▸ **Exercise details**
From the items below, extract every line containing the string "target".

**** Source records ****

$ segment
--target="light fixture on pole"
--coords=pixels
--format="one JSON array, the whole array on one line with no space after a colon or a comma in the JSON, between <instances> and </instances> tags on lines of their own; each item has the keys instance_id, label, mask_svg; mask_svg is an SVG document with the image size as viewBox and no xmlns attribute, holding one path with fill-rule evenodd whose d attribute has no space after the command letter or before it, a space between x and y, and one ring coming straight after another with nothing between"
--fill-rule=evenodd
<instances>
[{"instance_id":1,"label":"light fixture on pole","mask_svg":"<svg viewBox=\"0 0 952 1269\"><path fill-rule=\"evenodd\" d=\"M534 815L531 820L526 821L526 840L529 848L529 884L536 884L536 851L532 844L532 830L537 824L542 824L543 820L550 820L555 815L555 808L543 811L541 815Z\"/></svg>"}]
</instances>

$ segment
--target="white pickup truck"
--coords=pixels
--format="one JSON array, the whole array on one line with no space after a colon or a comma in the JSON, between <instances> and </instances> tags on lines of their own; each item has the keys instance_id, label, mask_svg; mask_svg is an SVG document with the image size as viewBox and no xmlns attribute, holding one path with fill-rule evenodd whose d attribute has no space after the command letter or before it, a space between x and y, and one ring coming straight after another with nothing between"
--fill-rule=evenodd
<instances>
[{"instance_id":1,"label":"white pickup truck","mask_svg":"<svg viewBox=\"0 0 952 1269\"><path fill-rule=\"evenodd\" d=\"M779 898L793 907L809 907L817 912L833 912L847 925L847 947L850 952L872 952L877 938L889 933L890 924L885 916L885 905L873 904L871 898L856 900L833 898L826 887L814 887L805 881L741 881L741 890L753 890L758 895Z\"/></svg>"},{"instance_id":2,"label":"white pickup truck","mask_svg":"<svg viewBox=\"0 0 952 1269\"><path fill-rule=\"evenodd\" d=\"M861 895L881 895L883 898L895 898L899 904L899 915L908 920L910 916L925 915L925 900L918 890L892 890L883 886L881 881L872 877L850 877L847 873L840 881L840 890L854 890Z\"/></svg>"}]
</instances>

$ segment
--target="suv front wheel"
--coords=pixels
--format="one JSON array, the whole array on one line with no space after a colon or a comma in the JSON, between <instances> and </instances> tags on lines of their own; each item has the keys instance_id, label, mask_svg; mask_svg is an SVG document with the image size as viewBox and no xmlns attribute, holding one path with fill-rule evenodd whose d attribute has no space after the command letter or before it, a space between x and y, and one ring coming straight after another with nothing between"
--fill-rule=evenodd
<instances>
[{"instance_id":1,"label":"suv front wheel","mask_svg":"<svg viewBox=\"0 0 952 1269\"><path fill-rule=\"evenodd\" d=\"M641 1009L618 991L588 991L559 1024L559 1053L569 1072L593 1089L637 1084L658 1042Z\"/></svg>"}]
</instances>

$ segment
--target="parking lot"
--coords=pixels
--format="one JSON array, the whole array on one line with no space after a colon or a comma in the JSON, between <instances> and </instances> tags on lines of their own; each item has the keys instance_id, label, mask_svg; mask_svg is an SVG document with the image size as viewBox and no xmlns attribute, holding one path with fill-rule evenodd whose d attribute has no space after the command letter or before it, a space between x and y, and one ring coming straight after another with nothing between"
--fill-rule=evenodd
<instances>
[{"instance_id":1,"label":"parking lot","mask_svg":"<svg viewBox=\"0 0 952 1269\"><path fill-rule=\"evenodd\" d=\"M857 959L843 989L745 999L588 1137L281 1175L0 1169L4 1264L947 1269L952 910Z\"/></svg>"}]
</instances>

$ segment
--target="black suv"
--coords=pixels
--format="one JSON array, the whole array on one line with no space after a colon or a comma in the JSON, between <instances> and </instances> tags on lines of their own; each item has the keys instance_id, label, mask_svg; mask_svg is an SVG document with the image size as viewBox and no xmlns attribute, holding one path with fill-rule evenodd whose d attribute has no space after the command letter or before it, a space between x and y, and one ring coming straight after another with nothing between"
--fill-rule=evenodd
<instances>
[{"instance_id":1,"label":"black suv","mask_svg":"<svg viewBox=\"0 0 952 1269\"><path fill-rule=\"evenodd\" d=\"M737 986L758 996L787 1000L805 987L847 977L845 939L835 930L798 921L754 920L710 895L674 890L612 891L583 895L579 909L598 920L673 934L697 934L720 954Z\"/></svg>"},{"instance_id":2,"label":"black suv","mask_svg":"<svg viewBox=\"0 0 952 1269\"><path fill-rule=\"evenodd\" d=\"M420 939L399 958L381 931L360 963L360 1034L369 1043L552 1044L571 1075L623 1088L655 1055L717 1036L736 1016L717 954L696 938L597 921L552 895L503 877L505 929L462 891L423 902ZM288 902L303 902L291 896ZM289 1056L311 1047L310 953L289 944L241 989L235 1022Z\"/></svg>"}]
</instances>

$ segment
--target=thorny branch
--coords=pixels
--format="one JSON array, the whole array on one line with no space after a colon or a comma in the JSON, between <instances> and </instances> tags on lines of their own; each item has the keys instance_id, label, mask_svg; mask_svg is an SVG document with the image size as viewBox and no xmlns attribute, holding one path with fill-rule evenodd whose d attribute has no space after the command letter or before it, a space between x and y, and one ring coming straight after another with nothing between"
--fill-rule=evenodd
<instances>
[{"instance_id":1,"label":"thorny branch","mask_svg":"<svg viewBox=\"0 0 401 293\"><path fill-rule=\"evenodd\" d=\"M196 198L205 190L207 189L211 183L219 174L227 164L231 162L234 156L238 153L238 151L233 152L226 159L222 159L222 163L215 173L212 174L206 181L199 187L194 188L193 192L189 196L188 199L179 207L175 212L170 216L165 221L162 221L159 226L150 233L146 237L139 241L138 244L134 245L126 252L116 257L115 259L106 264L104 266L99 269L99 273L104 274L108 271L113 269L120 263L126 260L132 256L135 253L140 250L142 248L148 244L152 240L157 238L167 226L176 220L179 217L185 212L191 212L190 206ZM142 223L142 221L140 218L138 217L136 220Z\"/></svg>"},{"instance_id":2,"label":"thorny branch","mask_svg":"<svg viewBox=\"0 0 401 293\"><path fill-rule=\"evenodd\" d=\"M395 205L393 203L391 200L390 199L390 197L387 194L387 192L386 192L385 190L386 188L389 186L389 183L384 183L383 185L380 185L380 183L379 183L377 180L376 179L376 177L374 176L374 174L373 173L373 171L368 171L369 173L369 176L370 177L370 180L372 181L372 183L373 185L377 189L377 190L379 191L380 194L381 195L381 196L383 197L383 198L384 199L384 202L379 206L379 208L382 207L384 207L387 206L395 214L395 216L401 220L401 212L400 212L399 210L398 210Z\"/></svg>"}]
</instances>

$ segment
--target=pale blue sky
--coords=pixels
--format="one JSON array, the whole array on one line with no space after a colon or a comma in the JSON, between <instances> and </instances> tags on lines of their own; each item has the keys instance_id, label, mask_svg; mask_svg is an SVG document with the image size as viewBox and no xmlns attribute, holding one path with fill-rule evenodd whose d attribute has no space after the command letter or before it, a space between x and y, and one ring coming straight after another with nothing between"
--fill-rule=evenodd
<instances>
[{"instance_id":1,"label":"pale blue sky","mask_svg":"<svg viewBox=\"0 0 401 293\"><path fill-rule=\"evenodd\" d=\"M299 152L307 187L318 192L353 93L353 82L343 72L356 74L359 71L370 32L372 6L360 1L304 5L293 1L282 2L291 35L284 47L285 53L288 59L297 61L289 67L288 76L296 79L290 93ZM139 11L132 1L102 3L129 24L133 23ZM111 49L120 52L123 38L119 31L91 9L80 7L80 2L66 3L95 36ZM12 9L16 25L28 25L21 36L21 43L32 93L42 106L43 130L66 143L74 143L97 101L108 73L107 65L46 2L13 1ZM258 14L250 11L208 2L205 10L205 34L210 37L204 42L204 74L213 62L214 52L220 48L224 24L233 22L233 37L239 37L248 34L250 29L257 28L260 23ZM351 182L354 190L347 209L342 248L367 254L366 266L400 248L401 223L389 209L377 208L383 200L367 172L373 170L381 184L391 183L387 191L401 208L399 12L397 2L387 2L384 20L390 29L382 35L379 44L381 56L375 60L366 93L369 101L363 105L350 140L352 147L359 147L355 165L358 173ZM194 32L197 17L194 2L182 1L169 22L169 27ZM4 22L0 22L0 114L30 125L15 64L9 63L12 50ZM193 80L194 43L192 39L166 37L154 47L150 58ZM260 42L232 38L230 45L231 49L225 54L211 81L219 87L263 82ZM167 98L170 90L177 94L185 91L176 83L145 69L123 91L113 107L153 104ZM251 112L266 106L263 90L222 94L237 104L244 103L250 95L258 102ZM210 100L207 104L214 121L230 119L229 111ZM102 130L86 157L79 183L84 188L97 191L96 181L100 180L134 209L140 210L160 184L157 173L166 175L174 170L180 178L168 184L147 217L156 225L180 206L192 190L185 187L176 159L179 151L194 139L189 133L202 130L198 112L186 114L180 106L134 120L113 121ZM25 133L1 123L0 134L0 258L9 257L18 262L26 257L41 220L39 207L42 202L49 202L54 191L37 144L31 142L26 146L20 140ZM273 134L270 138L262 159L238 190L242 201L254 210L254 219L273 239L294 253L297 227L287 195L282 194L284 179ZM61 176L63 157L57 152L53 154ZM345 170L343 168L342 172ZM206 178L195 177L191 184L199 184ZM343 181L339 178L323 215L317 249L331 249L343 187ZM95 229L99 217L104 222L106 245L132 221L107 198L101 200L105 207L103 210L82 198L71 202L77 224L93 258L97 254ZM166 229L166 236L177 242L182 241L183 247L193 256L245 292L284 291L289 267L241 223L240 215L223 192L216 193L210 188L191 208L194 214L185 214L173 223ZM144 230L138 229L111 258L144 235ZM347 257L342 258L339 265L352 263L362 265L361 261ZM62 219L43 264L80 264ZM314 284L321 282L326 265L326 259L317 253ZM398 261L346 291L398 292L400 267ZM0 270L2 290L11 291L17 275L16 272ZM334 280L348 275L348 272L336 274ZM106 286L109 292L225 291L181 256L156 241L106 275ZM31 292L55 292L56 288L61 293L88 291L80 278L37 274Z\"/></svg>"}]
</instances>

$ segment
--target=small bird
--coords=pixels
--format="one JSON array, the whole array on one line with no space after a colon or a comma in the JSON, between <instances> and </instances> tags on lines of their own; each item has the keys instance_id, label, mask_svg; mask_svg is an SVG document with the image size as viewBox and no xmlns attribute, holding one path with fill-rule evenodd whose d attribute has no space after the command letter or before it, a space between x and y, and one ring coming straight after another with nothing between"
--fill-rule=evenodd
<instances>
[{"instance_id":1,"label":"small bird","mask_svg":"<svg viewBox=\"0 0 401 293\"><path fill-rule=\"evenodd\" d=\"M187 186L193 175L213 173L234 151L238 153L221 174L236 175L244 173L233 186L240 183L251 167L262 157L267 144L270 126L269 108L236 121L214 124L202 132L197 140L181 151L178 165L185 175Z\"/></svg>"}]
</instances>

****

▸ **Written response**
--target="light fixture on pole"
--target="white pickup truck"
--target="suv front wheel"
--target="parking lot"
--target="black suv"
--target=thorny branch
--target=pale blue sky
--target=small bird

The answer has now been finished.